WHAT THIS TASK INVOLVES
Reply with every entry, repeated exactly as given.

SOURCE MATERIAL

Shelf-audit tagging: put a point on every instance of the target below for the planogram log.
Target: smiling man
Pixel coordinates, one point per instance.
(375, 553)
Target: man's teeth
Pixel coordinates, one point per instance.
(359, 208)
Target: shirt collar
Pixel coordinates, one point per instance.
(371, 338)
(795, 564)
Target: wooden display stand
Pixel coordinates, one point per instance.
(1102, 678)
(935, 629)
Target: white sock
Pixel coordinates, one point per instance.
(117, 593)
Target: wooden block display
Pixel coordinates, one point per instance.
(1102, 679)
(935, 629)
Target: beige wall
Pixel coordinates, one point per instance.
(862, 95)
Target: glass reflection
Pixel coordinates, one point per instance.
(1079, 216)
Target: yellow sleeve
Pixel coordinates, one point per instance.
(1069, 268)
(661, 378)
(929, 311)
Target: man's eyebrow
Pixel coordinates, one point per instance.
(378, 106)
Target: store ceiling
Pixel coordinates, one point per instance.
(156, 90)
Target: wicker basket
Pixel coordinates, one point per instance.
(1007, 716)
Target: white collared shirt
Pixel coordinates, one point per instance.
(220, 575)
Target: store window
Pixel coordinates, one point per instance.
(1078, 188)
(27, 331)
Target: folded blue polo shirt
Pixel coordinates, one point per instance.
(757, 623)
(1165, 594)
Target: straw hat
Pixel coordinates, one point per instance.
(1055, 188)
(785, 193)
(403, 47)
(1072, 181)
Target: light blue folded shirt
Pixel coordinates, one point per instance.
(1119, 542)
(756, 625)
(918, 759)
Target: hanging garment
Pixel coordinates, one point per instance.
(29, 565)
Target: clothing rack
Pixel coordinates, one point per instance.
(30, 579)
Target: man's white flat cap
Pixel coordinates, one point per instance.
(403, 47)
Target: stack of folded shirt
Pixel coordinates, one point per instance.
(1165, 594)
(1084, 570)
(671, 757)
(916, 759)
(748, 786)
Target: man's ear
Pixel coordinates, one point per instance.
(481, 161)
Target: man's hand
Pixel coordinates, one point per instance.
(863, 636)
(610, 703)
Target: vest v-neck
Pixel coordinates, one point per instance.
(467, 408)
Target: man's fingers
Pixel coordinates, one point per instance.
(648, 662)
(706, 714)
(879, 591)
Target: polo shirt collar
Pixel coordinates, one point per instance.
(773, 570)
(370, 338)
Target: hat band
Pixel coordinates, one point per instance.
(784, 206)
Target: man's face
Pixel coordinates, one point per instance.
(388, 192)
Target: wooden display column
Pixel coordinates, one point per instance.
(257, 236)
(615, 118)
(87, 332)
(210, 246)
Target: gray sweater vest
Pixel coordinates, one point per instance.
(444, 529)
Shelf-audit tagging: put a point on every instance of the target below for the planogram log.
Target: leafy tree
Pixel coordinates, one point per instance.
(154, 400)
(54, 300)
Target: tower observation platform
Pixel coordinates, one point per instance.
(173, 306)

RESULT FOR THIS TASK
Shelf-audit tagging: put a point on every instance of the target below for the planogram log.
Target: smiling man
Pixel coordinates, one point per instance.
(375, 553)
Target: man's teeth
Pixel coordinates, one point per instance.
(359, 208)
Target: shirt collar
Pixel coordinates, one point per instance.
(371, 338)
(795, 564)
Target: wooden display stand
Pixel coordinates, one point per instance.
(1102, 678)
(935, 629)
Target: white sock
Pixel coordinates, one point per instance.
(117, 593)
Target: wooden block display
Pixel coordinates, one point per instance.
(1102, 679)
(935, 629)
Target: beige wall
Pixel coordinates, one point per instance.
(862, 95)
Target: glass reflection
Pixel coordinates, one point per instance.
(1079, 216)
Target: yellow sleeve
Pixel coordinates, one point per instance.
(1069, 268)
(661, 378)
(929, 311)
Target: man's eyebrow
Pixel coordinates, one point per instance.
(378, 106)
Target: store ceiling
Pixel coordinates, one point per instance.
(156, 90)
Target: wicker basket
Pixel coordinates, one point per instance.
(1007, 716)
Target: white collared shirt
Pixel coordinates, one point per instance.
(220, 575)
Target: store window
Pixel coordinates, one point per instance.
(1078, 188)
(27, 331)
Target: folded blue polo shirt
Pixel coordinates, one point per instance.
(757, 623)
(1165, 594)
Target: straw hat
Pixel coordinates, one point per instance.
(1055, 188)
(785, 193)
(403, 47)
(1072, 181)
Target: light blue folded shirt
Pixel coordinates, one point per instance.
(1119, 542)
(756, 625)
(918, 759)
Target: hanging garment
Pixel coordinates, one point per instance.
(29, 565)
Target: clothing rack
Pixel coordinates, one point per instance.
(30, 579)
Target: man's white flat cap
Pixel coordinates, one point per instance.
(403, 47)
Target: stack of folded shirt
Pixel coordinates, one point per instance.
(1165, 594)
(1084, 570)
(671, 757)
(916, 759)
(748, 786)
Target: man's ear
Pixel coordinates, one point per instance.
(481, 161)
Target: man's hand
Pixel coordinates, one point per instance.
(863, 636)
(610, 703)
Target: vest v-neck
Pixel coordinates, one point per instance.
(467, 408)
Target: man's fingers
Pixel coordinates, one point per instance.
(648, 662)
(706, 714)
(879, 591)
Target: polo shirt collar
Pixel coordinates, one point per instance.
(773, 570)
(370, 338)
Target: hat band
Pixel coordinates, one point per instance.
(784, 206)
Target: man's face
Pixel coordinates, one point per instance.
(388, 192)
Target: wooden display column
Pixel coordinates, one point per instance.
(257, 236)
(615, 118)
(87, 332)
(210, 246)
Target: gray sweater vest
Pixel coordinates, one point per instance.
(444, 529)
Shelf-audit tagging: put a point on every instance of the target below for the planogram log.
Target: leafy tree
Pixel coordinates, one point per instance.
(154, 400)
(54, 300)
Target: tower observation platform
Pixel coordinates, one point per instance.
(173, 306)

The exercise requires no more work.